== TASK TO COMPLETE ==
Please format the records below as a two-column CSV with the headers "text" and "answer", one row per record. Put each record's text and its answer in a single quoted field, replace line breaks with spaces, and leave the pictures out.

== ENTRIES SHOWN ==

————————

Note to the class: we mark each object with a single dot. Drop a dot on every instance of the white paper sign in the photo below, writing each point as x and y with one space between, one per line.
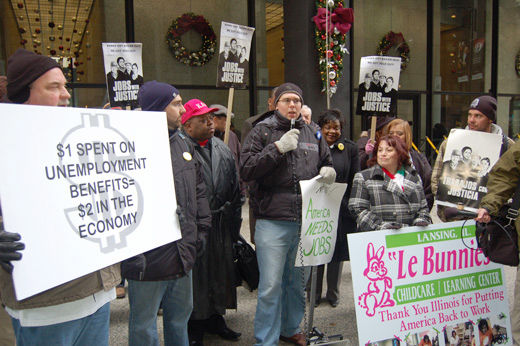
233 59
378 84
86 188
421 283
468 158
124 73
320 212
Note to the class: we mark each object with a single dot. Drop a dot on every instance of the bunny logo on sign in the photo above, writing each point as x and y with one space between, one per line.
377 294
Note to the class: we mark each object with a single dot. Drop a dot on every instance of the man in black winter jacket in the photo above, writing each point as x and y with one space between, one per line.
279 152
214 274
163 275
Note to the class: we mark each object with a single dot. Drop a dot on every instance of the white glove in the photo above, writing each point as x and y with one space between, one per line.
288 142
328 175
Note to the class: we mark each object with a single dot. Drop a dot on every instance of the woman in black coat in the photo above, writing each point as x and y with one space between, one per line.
345 159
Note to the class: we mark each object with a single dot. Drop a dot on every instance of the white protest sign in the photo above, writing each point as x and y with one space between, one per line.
421 283
233 59
320 212
85 188
468 158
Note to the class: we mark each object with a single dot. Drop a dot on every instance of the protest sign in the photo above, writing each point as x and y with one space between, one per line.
468 158
85 188
124 71
421 284
378 85
233 60
320 212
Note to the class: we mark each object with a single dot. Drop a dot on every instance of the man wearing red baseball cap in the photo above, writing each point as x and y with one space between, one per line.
214 278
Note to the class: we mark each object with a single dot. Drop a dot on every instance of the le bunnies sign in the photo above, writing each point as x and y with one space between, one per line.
422 284
85 189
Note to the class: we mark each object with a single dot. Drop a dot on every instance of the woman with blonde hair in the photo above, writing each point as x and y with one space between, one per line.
401 128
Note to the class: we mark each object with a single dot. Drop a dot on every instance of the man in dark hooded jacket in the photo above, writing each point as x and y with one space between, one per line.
279 152
162 276
214 274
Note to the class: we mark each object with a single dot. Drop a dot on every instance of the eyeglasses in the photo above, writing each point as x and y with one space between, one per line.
206 119
396 133
288 101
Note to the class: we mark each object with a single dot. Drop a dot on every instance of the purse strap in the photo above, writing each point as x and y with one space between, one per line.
512 212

————————

== RESULT ==
text,answer
"Note to the class: we mark each object with a single dot. Drop a dot on every instance of the white paper sign in the photo below, writing each point as x and y with one space between, one per line.","233 59 378 84 86 188 421 283 468 158 124 73 320 212"
"Note to the class: we mark each object with a single dot. Drop a dot on every instance of the bunny logo on sign in the photo above, writing each point as x and y with one space between, one per line.","377 294"
"Note to the class: we mark each object with a single dot. Drop a dot on every instance of the man in black winter jacket in the photo above, writing each point as x and y with one space between, one per line.","279 152 214 274 163 275"
"Note to the class: we mark each object with a single dot. Drop a dot on every instance of the white glove in the photo above, writing each point as x and y with one space between, one per line.","288 142 328 175"
"Note to the class: we mark each object with a single dot. Drop a dot on every instance of the woman in black coat in the photo above, writing each point as x and y with one space between, one per line.","345 159"
"Note to the class: we mark each object with a single dot. Drop a dot on every instance of the white protest sign in the photo above, writing each point as x and y with one space between, one per line.","421 283 233 59 320 212 85 188 468 158"
"Note to the class: we mark each object with a single dot. Drop a dot on every instance of the protest sign in the photo above, writing each point as x and y with one space between, one per line.","468 158 85 188 124 71 421 284 378 85 233 60 320 212"
"Note to the class: we mark each object with a single dot. Drop a dot on every instance of the man wearing red baseball cap in the photo above, writing each point as x and y with one space between, one per line.","214 278"
"Note to the class: we mark each object with a single dot. Drop a dot on every instance of the le bunnies sign in the photo above, writing each point as x and y with one space between, one per line.","422 284 85 189"
"Note to the class: we mark each object with a single dot. Drop a dot on every instance of the woman with blonde hair in the photo above, writing each point as x and y with one space between, one per line.","401 128"
"Note to the class: we mark each object with a single dot. Drop a dot on every instance of the man in dark hooded jacket in the photo above, writing each point as x and y with one space between, one per line.","279 152 162 276 214 274"
"Note to the class: we mark each object with a single dot. Drop a dot on every instance of the eyeglasses in the photo above, writing each point as x and y with one space between, one per line.","206 119 396 133 288 101"
"Note to the class: we mark each object with a single dot. Drop a dot on every instance of the purse strap in the photo above, writing each point as x and y with one space between, one per line.","512 212"